* TO DO:
Please filter the items below, keeping only the lines that contain the word "background". Case counts.

--- RECORDED DATA ---

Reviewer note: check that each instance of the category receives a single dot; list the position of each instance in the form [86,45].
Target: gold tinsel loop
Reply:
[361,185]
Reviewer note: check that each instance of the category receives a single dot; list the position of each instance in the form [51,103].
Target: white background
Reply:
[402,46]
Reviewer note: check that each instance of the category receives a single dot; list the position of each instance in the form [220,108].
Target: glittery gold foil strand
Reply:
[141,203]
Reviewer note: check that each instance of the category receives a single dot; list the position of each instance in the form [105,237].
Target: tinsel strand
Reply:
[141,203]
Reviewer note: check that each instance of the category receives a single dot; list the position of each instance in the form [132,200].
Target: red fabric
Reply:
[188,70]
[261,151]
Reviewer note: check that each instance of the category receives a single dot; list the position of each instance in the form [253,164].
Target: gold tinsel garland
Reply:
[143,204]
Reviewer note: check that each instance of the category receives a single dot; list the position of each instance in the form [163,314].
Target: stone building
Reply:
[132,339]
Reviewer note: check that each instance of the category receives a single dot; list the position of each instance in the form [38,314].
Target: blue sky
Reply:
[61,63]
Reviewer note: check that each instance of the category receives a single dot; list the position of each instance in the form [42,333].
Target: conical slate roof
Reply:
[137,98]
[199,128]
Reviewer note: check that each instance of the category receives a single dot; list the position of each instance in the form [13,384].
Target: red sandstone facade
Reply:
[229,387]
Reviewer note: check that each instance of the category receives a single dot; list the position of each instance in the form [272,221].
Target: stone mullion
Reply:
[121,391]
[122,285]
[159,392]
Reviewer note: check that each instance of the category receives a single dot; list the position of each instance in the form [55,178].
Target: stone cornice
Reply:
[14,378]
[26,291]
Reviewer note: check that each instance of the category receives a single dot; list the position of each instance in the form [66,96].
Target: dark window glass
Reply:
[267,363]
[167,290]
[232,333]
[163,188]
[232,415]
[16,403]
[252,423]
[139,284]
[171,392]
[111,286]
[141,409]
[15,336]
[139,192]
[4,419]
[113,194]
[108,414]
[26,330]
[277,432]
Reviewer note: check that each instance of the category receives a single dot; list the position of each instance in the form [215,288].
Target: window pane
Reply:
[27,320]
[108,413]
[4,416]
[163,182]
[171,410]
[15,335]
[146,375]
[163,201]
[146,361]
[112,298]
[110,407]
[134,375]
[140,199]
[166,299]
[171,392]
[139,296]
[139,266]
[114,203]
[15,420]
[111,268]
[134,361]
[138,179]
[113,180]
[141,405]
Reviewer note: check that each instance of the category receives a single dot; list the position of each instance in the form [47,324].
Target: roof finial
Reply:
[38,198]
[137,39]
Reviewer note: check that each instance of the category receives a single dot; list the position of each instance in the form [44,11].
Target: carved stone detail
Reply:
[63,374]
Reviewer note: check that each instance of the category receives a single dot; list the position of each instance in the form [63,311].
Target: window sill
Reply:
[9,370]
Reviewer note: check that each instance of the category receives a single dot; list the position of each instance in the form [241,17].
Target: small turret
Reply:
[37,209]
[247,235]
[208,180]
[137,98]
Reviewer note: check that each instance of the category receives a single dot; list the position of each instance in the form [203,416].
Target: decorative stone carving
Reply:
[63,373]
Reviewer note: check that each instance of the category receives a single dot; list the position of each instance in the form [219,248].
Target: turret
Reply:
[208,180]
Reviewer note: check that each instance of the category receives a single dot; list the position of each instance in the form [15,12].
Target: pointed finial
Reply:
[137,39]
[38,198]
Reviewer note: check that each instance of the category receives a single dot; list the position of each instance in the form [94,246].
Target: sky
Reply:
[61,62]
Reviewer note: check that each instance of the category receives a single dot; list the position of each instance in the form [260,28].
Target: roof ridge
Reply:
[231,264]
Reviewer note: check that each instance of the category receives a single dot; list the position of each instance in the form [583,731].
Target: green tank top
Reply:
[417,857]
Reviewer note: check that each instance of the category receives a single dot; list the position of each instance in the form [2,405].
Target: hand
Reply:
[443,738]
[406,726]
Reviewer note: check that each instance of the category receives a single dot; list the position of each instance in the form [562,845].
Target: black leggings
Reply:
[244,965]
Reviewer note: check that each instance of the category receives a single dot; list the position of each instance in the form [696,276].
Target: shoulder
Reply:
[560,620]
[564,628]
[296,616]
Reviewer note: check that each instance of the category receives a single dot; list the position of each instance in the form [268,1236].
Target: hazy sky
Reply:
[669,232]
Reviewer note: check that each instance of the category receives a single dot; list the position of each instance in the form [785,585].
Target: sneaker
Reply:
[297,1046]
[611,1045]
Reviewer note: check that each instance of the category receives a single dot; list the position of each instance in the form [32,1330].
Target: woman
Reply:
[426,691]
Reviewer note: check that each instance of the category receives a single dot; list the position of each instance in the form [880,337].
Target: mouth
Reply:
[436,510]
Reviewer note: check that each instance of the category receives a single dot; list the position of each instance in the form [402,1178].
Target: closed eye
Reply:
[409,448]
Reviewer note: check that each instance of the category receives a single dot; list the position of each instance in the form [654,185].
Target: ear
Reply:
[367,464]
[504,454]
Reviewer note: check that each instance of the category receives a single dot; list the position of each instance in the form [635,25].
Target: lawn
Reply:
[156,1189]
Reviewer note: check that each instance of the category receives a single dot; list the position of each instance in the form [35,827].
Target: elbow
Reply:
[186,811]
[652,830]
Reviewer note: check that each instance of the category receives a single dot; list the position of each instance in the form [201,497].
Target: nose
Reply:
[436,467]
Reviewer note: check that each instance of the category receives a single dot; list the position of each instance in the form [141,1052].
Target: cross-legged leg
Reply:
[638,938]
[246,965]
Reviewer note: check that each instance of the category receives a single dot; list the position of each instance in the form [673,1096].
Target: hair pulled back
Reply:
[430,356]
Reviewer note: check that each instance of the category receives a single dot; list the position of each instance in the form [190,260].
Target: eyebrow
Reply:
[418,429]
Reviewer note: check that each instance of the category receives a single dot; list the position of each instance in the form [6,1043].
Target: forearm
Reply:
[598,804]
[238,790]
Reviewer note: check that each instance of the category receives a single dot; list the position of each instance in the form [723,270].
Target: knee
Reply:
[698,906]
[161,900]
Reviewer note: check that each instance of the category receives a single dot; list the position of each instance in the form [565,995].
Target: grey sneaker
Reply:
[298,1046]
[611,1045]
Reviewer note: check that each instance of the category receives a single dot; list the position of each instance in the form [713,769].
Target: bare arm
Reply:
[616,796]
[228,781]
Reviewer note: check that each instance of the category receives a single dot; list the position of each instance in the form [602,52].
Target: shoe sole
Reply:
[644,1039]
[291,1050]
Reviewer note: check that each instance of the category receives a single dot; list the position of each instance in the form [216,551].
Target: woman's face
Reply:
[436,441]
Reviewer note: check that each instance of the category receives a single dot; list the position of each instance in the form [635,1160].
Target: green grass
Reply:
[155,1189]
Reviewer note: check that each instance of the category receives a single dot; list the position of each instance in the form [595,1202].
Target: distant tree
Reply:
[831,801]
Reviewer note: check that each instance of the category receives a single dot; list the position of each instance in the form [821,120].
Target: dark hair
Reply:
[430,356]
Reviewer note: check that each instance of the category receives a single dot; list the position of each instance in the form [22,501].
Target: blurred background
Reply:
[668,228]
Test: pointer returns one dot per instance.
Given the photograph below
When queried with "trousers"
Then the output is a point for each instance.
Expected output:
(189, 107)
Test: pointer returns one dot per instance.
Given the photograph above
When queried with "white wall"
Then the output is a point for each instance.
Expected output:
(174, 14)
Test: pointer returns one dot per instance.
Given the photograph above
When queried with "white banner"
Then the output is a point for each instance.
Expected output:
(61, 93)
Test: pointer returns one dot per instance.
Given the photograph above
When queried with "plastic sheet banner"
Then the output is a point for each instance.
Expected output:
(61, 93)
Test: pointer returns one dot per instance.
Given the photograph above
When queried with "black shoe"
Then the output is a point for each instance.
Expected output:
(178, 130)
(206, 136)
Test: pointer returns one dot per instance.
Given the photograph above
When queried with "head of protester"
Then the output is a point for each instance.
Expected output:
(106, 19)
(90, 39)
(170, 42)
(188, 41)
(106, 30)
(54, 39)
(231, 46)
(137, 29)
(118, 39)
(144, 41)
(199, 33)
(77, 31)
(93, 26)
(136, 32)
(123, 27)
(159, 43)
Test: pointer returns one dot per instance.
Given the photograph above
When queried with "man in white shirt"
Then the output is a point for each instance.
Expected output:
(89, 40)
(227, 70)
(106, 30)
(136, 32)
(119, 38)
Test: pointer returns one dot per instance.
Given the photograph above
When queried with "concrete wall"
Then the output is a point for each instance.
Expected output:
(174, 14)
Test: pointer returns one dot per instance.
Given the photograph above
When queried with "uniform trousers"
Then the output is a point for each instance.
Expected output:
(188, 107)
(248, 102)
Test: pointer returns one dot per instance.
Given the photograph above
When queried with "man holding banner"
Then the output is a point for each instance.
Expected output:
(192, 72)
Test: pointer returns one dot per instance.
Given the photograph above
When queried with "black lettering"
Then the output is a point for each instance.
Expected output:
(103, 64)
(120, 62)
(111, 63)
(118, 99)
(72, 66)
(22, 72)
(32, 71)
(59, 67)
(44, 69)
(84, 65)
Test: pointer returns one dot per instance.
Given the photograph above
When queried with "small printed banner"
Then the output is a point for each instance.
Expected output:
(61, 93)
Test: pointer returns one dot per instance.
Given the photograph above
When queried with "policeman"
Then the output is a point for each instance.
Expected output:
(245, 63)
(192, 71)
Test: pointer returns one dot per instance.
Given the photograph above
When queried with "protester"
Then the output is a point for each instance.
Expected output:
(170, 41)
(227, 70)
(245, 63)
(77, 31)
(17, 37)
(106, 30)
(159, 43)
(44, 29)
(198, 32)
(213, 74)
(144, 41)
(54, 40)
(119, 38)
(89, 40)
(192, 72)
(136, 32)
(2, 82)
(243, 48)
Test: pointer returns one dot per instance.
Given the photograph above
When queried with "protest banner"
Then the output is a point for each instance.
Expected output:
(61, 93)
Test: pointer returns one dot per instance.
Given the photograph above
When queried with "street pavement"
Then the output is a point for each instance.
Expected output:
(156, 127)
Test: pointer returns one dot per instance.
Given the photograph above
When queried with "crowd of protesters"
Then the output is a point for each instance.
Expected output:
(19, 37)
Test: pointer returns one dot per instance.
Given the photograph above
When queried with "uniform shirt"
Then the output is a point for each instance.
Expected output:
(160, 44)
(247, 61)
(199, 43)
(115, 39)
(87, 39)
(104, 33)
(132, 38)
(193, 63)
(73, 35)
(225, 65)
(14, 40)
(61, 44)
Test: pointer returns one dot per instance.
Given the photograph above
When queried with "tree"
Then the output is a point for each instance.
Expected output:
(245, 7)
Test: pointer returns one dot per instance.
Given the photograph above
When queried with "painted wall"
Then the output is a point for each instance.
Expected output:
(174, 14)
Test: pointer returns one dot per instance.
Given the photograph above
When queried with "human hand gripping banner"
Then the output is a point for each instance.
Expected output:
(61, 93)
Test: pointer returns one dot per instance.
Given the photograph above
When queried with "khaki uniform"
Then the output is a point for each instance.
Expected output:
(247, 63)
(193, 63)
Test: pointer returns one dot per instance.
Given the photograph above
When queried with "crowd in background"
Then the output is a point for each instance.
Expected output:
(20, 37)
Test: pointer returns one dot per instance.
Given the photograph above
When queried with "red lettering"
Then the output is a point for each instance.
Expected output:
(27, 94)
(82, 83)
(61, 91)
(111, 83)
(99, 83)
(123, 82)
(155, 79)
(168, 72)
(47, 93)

---

* OUTPUT:
Target: white background
Target: blurred background
When queried with "crowd in background"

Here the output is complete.